++++ Information provided

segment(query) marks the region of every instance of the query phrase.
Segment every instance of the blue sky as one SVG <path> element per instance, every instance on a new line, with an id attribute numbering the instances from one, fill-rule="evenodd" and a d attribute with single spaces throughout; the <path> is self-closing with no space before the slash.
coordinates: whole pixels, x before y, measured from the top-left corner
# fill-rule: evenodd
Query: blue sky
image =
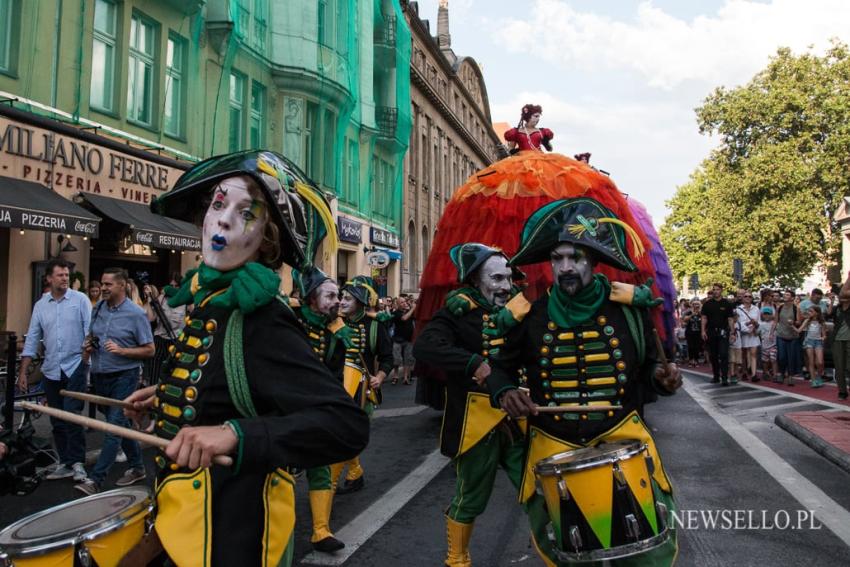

++++++++

Work instructions –
Show all lines above that contain "instance".

Task response –
segment(query) marks the region of every instance of the query phrase.
Segment every instance of the blue sky as one SVG <path> element per instance, every instance on a new line, with an id attribute numbering the instances from one, fill-rule="evenodd" and a d attribute with single spaces throughout; the <path> is self-closing with no space before the slash.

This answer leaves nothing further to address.